Document passage:

┌────────

- Born: Eveline Willett Leach April 23, 1849 Briton Ferry, Glamorganshire, Wales
- Died: July 30, 1916 (aged 67) Sumner, New Zealand
- Other names: Eveline Willett Baines
- Citizenship: New Zealand

= Eveline Willett Cunnington =

Social reformer, feminist, lecturer, writer (1849–1916)

Eveline Willett Cunnington (23 April 1849 - 30 July 1916) was a New Zealand social reformer, feminist, lecturer and writer. Cunnington was a strong advocate against the exploitation of children and young women and for prison reform. In later years, she advocated for socialism and labor reform.

==Early life and education==

Cunnington was born Eveline Willett Leach in Briton Ferry, Glamorganshire, Wales, on 23 April 1849. Her father, Robert Valentine Leach, owned a lunatic asylum. As a young woman, Cunnington wanted to get a job, but her father would not allow it. He sent her to school in France, after which she spent time in Italy and Germany. Back in England, Cunnington attended at Queen's College in London for three years.

In 1875, Cunnington emigrated to Christchurch, New Zealand. On 8 April 1876, she married Capel Baines. The couple moved to South Australia, where he worked as a clerk. She experienced poverty; Cunnington later stated that this experience radicalized her feelings on the subject. In May 1875 Capel Baines was appointed Clerk of the Court and Collector of Customs at Port Lincoln, South Australia; in May 1879 he was appointed Harbour Master, etc, at Port Lincoln, and Collector of Jetty Dues, at Louth Bay; in July 1880 he was Clerk of the Local Court at Strathalbyn; and in July 1881 he was registrar of births, deaths, and marriages, for the district of Strathalbyn.

Cunnington had five children in Australia, two of whom died as infants.

In August 1883, on a visit to Cunnington's family at Castle Devizes, Wiltshire, England, Capel died of a heart attack. He had taken leave and travelled to England for his health.

She and her children then emigrated to Christchurch, New Zealand. On 18 December 1884, she married Herbert James Cunnington, an electrical engineer, in Leithfield. The couple had one daughter.

==Later life==

In 1891, Cunnington became a member of the ladies' committee of the Canterbury Female Refuge, which assisted unmarried pregnant women, In 1895, she became a prison visitor, one of the first women to hold that position there. In 1896, Cunnington became a founding member of the National Council of Women of New Zealand. She also helped found a branch of the Fabian Society in Canterbury.

└────────

Required actions:
A - In the Eveline Willett Cunnington biography, whom did she marry on 18 December 1884?
B - Continue the Eveline Willett Cunnington biography from the point where it stops.
The data that comes next is from a different source.

Data records:
┌────────

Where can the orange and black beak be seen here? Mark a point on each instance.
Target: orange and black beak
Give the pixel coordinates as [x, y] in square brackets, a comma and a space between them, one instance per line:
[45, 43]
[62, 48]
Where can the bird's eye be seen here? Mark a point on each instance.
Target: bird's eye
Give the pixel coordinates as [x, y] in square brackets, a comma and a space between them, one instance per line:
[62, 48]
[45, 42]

└────────

Per-task outputs:
A - Herbert James Cunnington, an electrical engineer.

B -
In politics, Cunnington campaigned to raise the age of consent and to make it illegal for minor girls to work in brothels Cunnington believed that pimps and customers of prostitution should be arrested and prosecuted. She opposed the Contagious Diseases Acts due to the double standards it placed on women.

Cunnington also wanted to add more female employees in the prison system to combat the sexual exploitation of female inmates by male employees. She also campaigned for the education of prisoners. Cunnington assisted many young women released from prison, providing clothes and accommodation, often in her own home.

In 1904, Cunnington went to England for a three-year stay. During this period, she met the writer Mary Ernest Boole, the poor-law guardian, Ina Stansfield, Millicent Garrett Fawcett, Lady Isabella Caroline Somerset and Susan B. Anthony. After surviving a serious illness, Cunnington returned to Christchurch in 1908.

Back in New Zealand, Cunnington spent the next two years in education efforts with older girls and other charitable occupations. In 1910, she started giving lectures to working men regarding socialism and Christianity in Christchurch and Wellington.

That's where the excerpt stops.